═════ Source passage

The strength of a correlation between a weather condition type against a stock or index price or transaction volume data is measured using Pearson, Kendall, and Spearman. Every correlation has two qualities: strength and direction. The direction of a correlation is either positive or negative. In a negative correlation, the weather condition vs the stock data move in inverse, or opposite, directions. When stock and weather data have a positive correlation, it means they move in the same direction. This means that as one side increases, so does the other one. Here is an example of the S&P 500 index adjusted closing price with a strong positive correlation with maximum temperature from Jan 1, 2015 through Jun 30, 2015:


For data exploration, it would be interesting to see all three correlations from Pearson, Kendall, and Spearman. As a simple guide, Pearson is normally used when there seems to be more a linear relationship (interval data) or better normal distribution in the data points. Kendall or Spearman is used more on ranks (ordinal type data, e.g. cloud cover comes to mind here) and depicts a monotonic relationship. Kendall might also be better over Spearman in some nonlinear cases. But the three are all presented for an interesting comparison. When the Spearman number is greater than Pearson, that would indicate that the correlation mostly likely is not linear and perhaps also an indication of the sample size being too small.

Here are the correlation guidelines used by this application for your reference:



After extensive analysis on the various indices and stock prices, the researchers at large on both sides of the fence are partially right. It depends on how one did the analysis. Some weather patterns do affect the stock market, but some don't. Weather definitely has some effects on the equities market, however its correlation needs to be examined carefully based on seasonal shifts, industry that the stock represents, and type of weather conditions.

The below are findings garnered from the discovery process and statistical analysis performed. Moving averages were used to smooth out the time series curve for stocks and weather condition fluctuations. Seasonal shifts were determined by looking at the intersect point when the correlation between weather conditions and stocks information reverse direction. The synopsis of the findings below will demonstrate the patterns and trends are documented in more detail as follows:

  • Correlations must be analyzed base on seasonal shifts within the year.

══════════

= Directions for this task =
According to the passage on weather and stock correlations, what two qualities does every correlation have?

═════ Stored rows

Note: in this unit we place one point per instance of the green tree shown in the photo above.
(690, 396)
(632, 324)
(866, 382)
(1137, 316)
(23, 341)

══════════

= Result =
Strength and direction.